End-to-end availability between Internet hosts is between two and three orders of magnitude worse than other important engineered systems, including the US airline system, the 911 emergency response system, and the US public telephone system. This talk will explore why---access network failures, inter-provider and wide-area routing anomalies, domain name system faults, and server-side failures all have a role to play---and discuss how to improve the situation. I will describe two systems that can take advantage of the path redundancy available in the Internet and improve end-to-end availability by one or two orders of magnitude compared to the current state.

The key idea is to deploy an overlay network of nodes in different organizations and networks, have them carefully measure and monitor the status of available paths, and rely on them to cooperatively route packets by way of each other to bypass faults. This talk will describe two systems---RON (resilient overlay networks) and RAN (resilient access networks)---which use this core idea for different applications. RON is useful for collaborative multi-party applications, and RAN is useful for improving Web performance.

===

> _ASSIGNMENT_: Please continue the talk abstract above on end-to-end Internet availability and resilient overlay networks, starting right after its final sentence.

===

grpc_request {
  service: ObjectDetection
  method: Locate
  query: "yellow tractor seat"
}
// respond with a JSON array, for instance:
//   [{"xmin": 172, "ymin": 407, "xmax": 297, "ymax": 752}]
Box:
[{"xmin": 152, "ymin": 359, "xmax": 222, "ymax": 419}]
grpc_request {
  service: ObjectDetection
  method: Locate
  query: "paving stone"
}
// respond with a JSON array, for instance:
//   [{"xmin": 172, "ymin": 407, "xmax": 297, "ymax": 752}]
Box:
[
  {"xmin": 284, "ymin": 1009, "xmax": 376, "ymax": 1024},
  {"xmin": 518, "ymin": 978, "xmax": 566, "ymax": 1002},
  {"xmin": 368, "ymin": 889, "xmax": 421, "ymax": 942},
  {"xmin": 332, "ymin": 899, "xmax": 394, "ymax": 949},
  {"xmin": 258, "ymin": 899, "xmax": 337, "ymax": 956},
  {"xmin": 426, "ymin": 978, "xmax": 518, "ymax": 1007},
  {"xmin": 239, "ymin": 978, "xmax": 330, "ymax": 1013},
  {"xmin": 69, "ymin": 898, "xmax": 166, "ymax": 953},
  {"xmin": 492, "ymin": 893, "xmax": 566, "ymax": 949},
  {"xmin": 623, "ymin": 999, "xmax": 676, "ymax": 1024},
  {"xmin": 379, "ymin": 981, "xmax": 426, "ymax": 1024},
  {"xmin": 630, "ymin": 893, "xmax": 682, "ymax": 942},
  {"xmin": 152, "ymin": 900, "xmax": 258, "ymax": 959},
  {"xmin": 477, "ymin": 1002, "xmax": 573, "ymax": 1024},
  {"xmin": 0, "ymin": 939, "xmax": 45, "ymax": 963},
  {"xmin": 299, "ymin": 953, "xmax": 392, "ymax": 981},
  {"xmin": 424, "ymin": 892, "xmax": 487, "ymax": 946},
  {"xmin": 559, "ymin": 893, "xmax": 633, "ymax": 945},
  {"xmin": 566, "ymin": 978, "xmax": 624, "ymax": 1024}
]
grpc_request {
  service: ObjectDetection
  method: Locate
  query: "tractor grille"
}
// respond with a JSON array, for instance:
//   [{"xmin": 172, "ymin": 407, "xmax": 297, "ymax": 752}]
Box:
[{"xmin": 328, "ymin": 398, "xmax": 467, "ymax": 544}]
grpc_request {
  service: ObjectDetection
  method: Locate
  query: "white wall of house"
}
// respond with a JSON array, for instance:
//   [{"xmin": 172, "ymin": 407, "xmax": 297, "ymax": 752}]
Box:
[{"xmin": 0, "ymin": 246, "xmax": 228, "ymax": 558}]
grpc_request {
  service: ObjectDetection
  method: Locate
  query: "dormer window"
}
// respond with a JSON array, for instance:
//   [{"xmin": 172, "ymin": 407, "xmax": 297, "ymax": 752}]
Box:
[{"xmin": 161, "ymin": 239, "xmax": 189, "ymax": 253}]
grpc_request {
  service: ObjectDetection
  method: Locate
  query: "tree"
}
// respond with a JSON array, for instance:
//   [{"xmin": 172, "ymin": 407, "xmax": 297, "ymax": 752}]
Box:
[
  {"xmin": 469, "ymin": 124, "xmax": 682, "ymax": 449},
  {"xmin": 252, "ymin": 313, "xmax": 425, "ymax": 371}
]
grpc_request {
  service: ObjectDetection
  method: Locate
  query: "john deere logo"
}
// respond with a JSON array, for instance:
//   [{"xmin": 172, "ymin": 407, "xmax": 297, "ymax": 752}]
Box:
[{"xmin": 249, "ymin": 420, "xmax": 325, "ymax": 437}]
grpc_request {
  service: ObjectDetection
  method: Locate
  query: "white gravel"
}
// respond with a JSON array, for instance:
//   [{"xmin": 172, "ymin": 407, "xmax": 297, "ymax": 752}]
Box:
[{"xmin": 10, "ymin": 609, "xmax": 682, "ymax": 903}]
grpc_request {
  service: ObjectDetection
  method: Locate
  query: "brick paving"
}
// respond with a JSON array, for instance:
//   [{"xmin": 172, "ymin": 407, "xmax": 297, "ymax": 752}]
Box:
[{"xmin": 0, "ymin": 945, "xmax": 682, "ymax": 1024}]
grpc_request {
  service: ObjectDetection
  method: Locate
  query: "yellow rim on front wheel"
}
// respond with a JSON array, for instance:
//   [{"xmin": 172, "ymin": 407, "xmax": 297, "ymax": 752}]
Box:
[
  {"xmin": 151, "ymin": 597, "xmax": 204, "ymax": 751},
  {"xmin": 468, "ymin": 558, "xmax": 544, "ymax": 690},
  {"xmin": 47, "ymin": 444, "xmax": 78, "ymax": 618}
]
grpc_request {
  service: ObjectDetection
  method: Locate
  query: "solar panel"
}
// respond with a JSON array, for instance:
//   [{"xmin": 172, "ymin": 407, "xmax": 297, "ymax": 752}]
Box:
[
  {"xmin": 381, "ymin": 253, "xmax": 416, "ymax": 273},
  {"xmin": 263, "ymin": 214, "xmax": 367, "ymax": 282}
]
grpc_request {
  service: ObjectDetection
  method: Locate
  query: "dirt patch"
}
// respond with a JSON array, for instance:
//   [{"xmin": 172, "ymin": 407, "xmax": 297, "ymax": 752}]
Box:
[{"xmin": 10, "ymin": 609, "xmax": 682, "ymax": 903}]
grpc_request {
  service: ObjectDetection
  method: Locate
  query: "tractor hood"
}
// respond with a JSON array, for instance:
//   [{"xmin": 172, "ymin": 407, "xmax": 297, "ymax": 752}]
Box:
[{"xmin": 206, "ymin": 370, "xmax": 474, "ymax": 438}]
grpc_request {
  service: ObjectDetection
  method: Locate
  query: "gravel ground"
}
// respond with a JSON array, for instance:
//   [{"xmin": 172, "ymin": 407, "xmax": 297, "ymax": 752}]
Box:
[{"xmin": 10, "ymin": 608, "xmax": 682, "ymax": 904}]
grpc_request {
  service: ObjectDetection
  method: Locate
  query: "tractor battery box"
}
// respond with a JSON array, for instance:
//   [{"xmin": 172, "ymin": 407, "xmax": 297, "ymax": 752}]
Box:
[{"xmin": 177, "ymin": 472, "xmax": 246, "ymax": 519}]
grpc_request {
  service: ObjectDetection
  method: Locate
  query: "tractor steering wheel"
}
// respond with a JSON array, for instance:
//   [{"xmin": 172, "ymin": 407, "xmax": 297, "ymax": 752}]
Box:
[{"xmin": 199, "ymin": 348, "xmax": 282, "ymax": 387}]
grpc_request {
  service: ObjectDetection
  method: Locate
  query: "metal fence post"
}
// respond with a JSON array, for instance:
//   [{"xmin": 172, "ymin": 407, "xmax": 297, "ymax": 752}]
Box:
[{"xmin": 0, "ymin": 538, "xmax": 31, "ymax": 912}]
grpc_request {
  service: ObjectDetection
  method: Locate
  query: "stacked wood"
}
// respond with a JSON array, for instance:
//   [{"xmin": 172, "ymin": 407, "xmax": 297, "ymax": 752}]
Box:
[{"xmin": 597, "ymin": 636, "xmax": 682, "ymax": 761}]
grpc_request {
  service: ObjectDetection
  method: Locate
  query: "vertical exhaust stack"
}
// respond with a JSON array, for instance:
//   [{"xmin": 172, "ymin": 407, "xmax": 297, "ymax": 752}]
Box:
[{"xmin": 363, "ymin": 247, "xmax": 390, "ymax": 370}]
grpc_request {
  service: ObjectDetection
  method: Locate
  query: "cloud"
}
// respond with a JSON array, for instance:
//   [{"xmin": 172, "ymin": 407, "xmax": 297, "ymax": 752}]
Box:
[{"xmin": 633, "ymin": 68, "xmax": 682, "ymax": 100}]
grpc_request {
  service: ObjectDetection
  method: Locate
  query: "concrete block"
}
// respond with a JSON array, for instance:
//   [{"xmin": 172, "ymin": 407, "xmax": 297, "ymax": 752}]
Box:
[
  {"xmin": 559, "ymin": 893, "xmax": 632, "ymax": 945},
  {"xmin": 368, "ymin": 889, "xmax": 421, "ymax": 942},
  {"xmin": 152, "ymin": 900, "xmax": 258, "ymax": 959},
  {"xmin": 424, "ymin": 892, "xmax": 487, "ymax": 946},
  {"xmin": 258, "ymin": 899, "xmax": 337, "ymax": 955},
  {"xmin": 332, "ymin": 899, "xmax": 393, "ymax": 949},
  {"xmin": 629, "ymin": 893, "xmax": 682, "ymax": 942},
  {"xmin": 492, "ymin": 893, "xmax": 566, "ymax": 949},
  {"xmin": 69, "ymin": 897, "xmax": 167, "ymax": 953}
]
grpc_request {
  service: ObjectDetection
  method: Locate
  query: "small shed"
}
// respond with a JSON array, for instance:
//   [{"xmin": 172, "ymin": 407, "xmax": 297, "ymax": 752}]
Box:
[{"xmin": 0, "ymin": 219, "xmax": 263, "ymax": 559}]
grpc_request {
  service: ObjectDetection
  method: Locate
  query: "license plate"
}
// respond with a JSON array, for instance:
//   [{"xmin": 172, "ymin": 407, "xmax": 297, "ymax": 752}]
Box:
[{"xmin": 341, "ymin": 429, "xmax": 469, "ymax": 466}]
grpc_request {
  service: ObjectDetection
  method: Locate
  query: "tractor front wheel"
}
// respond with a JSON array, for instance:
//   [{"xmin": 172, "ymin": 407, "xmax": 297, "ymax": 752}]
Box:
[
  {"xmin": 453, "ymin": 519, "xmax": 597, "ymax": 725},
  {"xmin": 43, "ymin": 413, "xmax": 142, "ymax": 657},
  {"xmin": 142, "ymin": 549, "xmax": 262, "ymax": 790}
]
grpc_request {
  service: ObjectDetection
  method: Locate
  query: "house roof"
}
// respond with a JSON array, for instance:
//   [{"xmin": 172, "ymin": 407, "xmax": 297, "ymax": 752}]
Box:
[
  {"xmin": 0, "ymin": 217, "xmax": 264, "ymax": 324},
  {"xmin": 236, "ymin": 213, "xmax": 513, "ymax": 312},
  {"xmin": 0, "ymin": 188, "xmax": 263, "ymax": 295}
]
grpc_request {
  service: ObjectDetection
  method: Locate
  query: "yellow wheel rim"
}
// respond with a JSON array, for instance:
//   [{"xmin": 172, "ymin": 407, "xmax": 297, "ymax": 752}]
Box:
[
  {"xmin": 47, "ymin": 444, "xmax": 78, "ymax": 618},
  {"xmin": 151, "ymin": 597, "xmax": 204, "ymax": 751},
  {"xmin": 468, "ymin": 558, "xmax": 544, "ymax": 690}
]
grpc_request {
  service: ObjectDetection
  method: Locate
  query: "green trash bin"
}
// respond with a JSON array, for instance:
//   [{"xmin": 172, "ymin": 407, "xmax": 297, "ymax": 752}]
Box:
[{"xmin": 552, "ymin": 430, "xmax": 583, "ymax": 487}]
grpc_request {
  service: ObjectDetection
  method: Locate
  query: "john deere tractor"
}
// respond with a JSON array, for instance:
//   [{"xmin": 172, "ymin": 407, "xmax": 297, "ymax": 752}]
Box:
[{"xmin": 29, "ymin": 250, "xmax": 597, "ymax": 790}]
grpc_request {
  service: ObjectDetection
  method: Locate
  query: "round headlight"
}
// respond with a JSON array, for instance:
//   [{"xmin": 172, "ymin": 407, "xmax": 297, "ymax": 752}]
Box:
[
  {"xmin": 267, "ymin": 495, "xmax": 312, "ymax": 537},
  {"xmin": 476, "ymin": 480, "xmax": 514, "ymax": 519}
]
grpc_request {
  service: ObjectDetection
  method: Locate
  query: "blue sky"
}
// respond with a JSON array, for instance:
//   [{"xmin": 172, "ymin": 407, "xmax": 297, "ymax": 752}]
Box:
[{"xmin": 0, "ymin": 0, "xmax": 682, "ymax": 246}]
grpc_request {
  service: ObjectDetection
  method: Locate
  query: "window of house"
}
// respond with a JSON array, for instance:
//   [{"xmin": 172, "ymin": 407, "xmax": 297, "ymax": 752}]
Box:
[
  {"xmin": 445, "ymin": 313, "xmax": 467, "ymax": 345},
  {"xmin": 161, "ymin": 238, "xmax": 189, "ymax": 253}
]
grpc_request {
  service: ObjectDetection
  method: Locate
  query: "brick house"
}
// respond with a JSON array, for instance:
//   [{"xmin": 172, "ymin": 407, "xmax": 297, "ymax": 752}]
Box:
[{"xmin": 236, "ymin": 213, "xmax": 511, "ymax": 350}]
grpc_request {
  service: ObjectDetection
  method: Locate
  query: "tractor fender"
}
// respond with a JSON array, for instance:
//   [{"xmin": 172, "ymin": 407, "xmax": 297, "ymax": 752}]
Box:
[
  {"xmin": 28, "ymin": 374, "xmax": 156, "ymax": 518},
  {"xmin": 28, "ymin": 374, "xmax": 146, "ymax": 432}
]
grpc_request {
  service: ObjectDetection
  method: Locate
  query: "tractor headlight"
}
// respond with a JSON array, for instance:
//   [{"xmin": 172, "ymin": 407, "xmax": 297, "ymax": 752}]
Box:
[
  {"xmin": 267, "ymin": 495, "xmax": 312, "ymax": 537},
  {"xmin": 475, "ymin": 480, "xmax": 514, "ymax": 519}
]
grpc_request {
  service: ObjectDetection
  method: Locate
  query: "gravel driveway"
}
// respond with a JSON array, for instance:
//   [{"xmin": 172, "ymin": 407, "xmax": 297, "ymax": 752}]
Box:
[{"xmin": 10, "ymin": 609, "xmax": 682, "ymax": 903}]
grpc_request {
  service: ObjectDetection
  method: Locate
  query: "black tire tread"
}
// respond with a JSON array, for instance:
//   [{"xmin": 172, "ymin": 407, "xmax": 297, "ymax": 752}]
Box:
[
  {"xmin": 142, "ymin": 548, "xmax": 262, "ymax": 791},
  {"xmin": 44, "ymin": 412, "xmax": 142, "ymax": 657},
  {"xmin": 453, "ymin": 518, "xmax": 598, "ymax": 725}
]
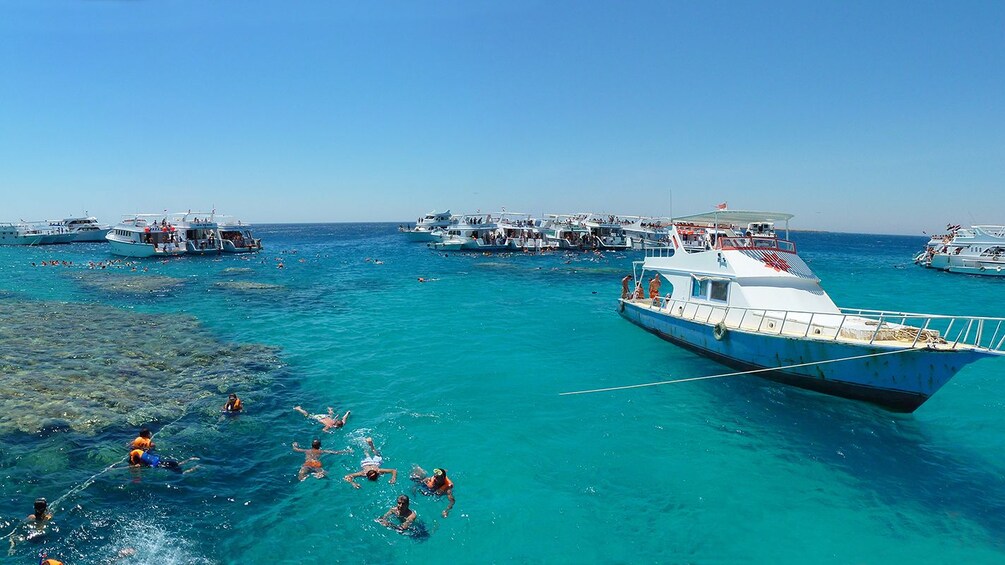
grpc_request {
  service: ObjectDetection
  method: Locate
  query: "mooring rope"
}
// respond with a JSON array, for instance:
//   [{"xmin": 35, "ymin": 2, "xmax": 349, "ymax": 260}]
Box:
[
  {"xmin": 559, "ymin": 348, "xmax": 921, "ymax": 396},
  {"xmin": 0, "ymin": 393, "xmax": 209, "ymax": 548}
]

===

> _SOLVED PROBLEM_:
This talk presents an analysis of three years of data collected on the 31-site RON testbed, and studies the results from a six-site deployment of a RAN proxy that's been in active use for 9 months. The experimental evidence suggests that RON can reduce failures by a factor of six, and that with physical path redundancy, RAN eliminates almost all network-based failures.

Biography

David Andersen is a 5th year Ph.D. student in the Computer Science and Artificial Intelligence Laboratory at MIT. He received his M.S. from MIT in 2001, and B.S. degrees in Computer Science and Biology from the University of Utah. Before joining MIT, he was a co-founder and CTO of an Internet Service Provider in Salt Lake City. His research interests center on computer systems in the networked environment.